Directions: Show all lines in the rows below that contain the word "each". Case matters.

--------------------------------

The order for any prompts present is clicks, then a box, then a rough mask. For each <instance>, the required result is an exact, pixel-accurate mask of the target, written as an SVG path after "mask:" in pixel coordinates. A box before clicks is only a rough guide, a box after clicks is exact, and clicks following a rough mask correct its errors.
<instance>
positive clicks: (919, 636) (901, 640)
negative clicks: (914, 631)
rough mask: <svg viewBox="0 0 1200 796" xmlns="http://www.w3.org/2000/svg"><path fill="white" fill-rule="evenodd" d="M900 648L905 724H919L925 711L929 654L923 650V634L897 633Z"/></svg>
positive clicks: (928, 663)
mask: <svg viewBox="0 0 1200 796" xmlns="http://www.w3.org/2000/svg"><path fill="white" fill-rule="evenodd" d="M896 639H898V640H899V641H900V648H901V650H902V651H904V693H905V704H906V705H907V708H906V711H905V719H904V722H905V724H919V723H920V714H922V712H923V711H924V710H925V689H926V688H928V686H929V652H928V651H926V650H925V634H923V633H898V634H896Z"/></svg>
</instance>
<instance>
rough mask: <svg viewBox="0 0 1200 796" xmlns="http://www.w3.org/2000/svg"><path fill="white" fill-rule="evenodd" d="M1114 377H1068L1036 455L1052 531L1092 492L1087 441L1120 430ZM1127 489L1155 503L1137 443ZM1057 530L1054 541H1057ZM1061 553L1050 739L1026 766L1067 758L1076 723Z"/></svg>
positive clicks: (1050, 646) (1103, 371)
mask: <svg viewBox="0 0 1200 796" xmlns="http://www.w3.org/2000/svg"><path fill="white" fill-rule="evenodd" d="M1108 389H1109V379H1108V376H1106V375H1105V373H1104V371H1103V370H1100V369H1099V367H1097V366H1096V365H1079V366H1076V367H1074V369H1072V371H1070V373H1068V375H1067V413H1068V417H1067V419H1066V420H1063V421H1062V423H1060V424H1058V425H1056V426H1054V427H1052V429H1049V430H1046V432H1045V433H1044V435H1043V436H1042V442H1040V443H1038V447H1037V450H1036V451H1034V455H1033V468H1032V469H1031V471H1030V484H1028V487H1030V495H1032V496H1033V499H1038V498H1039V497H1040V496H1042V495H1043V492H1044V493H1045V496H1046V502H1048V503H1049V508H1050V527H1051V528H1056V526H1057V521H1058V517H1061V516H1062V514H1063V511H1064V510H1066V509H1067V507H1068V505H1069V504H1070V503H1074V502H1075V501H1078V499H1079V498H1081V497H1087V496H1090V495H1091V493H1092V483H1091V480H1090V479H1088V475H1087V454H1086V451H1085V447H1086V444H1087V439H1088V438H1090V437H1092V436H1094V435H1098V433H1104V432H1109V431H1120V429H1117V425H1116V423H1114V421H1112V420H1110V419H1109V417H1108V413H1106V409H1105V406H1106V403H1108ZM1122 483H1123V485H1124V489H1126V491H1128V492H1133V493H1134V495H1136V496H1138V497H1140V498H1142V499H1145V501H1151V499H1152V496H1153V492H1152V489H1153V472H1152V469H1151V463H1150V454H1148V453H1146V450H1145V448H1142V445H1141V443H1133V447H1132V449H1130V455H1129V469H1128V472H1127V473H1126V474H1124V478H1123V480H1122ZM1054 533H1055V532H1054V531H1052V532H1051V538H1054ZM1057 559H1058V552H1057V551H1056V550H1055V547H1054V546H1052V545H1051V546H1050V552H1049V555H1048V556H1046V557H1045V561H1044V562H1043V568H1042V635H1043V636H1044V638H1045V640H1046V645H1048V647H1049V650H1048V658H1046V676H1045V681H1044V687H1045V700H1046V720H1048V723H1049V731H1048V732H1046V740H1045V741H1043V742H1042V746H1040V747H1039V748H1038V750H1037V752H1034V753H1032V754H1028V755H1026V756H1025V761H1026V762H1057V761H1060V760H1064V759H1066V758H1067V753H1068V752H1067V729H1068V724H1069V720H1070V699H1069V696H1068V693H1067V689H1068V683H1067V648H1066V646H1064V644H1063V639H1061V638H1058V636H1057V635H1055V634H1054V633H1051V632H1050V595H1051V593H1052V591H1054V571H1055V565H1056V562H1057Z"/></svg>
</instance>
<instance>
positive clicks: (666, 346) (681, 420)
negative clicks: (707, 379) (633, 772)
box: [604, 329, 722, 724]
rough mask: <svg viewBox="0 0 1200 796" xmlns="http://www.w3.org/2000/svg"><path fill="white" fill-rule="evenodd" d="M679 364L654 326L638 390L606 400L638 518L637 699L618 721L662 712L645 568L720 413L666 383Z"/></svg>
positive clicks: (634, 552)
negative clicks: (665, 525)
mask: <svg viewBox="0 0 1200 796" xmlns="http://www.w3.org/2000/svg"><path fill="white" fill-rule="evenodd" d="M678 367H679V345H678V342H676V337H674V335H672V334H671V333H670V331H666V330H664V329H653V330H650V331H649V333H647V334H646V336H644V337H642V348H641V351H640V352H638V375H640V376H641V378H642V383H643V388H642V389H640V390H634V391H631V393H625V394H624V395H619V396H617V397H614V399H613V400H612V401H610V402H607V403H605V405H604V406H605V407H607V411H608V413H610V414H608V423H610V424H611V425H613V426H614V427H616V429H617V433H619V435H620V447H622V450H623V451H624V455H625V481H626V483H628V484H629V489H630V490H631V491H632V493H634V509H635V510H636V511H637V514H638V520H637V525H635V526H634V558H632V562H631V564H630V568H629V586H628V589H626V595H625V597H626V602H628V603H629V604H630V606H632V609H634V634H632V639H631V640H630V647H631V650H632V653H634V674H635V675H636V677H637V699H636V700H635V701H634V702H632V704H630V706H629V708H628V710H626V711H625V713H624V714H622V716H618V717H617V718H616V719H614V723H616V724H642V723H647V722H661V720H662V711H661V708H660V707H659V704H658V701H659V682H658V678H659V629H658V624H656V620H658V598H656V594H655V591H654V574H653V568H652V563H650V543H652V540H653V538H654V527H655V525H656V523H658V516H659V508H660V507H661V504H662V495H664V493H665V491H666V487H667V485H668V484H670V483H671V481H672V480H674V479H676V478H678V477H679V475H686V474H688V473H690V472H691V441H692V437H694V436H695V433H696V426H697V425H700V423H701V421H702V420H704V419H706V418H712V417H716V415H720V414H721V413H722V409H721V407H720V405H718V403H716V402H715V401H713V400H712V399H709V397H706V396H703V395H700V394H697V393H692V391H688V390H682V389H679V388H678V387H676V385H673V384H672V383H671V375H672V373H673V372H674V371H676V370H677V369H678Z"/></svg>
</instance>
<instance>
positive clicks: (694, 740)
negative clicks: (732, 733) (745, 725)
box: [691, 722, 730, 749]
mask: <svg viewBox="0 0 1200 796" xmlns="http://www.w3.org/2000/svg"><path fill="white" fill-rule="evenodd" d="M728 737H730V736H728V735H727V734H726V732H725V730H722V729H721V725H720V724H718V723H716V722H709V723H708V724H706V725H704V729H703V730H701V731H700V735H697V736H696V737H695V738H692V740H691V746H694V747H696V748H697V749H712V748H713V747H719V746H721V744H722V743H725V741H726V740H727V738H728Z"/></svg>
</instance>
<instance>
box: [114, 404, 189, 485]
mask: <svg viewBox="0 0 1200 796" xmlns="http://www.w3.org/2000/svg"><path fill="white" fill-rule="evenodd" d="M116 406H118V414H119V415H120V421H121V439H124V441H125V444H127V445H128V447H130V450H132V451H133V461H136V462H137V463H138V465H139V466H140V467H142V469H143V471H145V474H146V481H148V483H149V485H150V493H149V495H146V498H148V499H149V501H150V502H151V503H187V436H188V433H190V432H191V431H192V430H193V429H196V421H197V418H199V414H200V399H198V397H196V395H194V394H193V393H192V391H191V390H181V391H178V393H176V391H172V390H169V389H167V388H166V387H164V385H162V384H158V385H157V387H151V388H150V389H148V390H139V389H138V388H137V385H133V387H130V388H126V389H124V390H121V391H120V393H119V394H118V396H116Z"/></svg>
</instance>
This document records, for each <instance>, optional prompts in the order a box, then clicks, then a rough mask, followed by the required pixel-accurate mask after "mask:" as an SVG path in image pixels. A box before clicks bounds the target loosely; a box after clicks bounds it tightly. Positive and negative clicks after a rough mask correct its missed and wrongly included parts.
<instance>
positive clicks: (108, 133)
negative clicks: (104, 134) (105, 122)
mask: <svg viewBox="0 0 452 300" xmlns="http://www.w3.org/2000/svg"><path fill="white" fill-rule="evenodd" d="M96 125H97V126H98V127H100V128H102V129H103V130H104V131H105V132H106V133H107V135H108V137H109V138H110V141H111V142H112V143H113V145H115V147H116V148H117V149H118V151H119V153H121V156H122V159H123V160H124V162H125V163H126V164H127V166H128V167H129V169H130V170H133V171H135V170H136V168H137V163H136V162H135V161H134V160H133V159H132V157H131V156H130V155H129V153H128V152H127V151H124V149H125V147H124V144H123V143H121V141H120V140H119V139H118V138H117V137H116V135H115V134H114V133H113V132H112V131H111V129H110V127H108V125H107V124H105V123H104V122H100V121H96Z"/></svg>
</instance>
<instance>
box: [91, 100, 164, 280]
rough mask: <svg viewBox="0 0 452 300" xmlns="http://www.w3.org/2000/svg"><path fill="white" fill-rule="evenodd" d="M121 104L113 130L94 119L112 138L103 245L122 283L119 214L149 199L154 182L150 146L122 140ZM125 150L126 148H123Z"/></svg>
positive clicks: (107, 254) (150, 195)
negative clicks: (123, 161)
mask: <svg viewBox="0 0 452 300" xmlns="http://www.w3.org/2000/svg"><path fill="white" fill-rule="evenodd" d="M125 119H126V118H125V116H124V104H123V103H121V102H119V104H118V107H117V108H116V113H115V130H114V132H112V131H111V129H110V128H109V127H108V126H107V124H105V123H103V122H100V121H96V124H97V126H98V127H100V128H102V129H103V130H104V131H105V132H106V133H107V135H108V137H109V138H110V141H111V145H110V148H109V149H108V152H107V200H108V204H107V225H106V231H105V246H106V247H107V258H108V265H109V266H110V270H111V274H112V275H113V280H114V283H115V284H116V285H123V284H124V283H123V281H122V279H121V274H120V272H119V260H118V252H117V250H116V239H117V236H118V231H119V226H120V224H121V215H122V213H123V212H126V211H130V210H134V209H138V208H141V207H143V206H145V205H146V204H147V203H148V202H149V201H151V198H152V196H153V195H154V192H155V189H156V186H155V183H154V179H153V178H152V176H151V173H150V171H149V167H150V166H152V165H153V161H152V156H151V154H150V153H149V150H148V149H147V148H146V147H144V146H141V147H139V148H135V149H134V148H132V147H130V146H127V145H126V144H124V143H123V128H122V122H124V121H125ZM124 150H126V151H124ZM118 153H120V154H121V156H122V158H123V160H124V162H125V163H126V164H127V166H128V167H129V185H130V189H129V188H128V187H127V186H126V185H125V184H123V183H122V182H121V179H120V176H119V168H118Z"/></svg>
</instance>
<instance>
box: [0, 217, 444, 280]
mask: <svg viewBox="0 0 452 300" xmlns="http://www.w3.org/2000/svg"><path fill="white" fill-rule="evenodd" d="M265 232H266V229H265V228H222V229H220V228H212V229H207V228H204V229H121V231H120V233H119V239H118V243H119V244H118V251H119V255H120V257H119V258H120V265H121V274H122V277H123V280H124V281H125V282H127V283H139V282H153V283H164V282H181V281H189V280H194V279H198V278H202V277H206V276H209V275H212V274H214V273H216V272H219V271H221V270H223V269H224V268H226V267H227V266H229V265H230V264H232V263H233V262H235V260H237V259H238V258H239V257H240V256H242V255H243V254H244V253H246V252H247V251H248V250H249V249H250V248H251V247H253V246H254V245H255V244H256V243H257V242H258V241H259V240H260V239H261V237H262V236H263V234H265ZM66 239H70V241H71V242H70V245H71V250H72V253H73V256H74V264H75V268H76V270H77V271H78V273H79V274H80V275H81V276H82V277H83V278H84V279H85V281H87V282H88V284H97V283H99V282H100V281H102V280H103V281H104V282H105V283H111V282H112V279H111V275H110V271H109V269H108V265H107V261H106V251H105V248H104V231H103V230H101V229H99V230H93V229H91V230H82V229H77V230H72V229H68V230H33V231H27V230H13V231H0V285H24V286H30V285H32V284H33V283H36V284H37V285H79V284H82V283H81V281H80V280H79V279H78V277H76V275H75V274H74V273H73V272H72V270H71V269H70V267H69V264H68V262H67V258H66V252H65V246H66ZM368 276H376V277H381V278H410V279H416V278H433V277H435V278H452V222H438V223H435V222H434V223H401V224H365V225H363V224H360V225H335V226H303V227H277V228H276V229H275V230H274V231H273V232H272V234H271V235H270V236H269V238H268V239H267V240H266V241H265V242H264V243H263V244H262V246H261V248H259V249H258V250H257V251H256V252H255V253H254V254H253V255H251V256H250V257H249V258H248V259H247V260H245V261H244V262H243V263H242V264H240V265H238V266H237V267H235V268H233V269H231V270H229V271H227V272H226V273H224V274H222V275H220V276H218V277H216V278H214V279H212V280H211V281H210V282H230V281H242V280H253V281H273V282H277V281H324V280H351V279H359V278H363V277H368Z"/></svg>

--------------------------------

Output of the task:
The order for any prompts present is clicks, then a box, then a rough mask. For each <instance>, the required result is an exact, pixel-accurate mask of the target, written as an SVG path after "mask:" in pixel coordinates. A box before clicks is only a rough guide, a box after clicks is exact, and clicks following a rough mask correct its errors.
This document records, for each <instance>, optional prompts in the order a box, then clicks, then a rough mask, followed by the required pixel-accurate mask after "mask:" as an SVG path in image pixels. A box before clicks bounds the target loosely; a box after clicks bounds it tightly. Positive and negative clicks after a rough mask correct its missed and wrongly included parts.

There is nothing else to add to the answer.